» Excerpt provided
■ ■ ■ ■ ■ ■ ■

But in recent years, modern data warehouses provide not only those capabilities but also a permanent, remote connection to live data sources, so that data loading and storage to the data warehouse is not always necessary. Customers have to decide whether to extract and load, or to implement a remote connection. Modern data warehouses can connect to data that is located on-premise and also in the cloud.

The decision is usually based around performance requirements. For example, reporting performance can be poor if large amounts of live data need to be accessed in the remote sources, and then complex processing is needed in the data warehouse to clean up and harmonize the data sources before the data is ready to be consumed by the reporting tool. In this case, it might be better to periodically extract the data from the source systems and then process the data in the data warehouse and store the results, so that the data is ready for immediate consumption by the reporting tools. The downside to this is that you now have duplicated data (this is called data redundancy). Also, this approach means that data is no longer live and is valid only at the time of extraction. For some types of data, this is acceptable. But for data that must be up to date, extraction and loading is less desirable, and a live connection is usually implemented.

Once data is acquired and integrated, it is then usually transformed by adding additional business information to add more value to the data. For example, aggregate measures, calculate new values, convert currencies, apply hierarchies to the data. Finally, the transformed data is then exposed to analysis tools that are operated by the business user.

A key objective of a data warehouse is to provide the complete history of the organization’s entire data set that is accurate, and at all levels of granularity, right down to the original transaction (grain). It should be possible to ask any analytical question on the data and trust the answers. Performance should be acceptable. A well-built data warehouse avoids data redundancy by avoiding storing summarizations of data that is already stored in detail. As data volumes have increased, the traditional role of the data warehouse as a mass storage archive has changed in recent years, and now physical data storage is managed across the data warehouse storage layer, but also in other cheaper storage solutions, such as data lakes. But the key role of a data warehouse has not changed and still continues to be responsible for the management of all data, regardless of location, and to provide a single source for all reporting and analytical requirements.

■ ■ ■ ■ ■ ■ ■

» Material provided
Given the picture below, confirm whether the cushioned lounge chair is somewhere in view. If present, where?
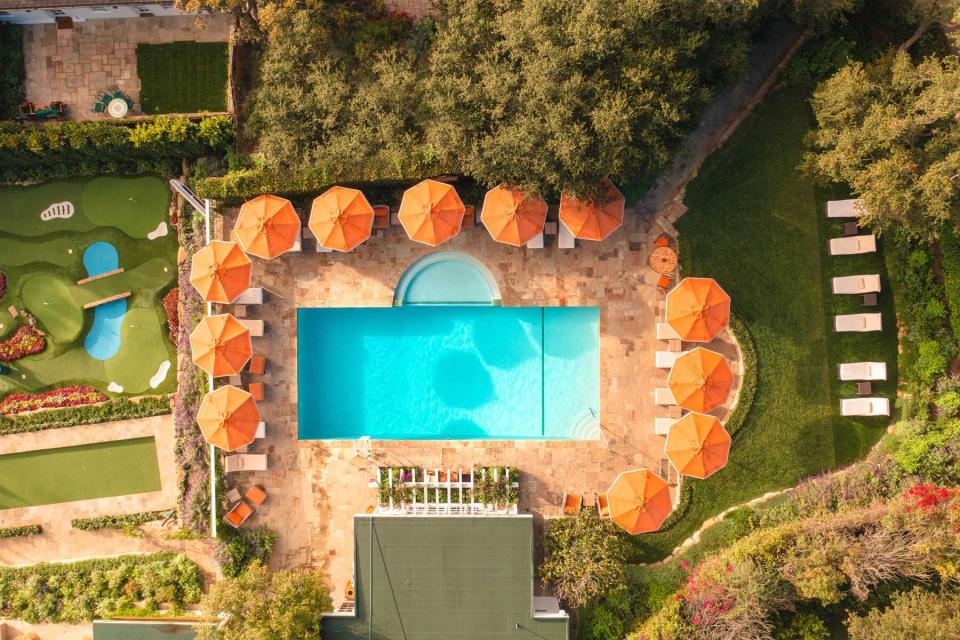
[833,273,880,295]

■ ■ ■ ■ ■ ■ ■

» To-do list
a – According to the data warehouse excerpt, why might it be better to periodically extract data from source systems and store the processed results in the warehouse? Answer in one to three sentences.
b – Return everything from "But in recent" down to "in the cloud." in the data warehouse excerpt.

» Final answers
a – Reporting performance can be poor when large amounts of live data must be accessed in remote sources and then go through complex processing in the warehouse to be cleaned up and harmonized before the reporting tool can use them. Extracting the data periodically, processing it in the warehouse and storing the results makes the data ready for immediate use by the reporting tools.

b –
But in recent years, modern data warehouses provide not only those capabilities but also a permanent, remote connection to live data sources, so that data loading and storage to the data warehouse is not always necessary. Customers have to decide whether to extract and load, or to implement a remote connection. Modern data warehouses can connect to data that is located on-premise and also in the cloud.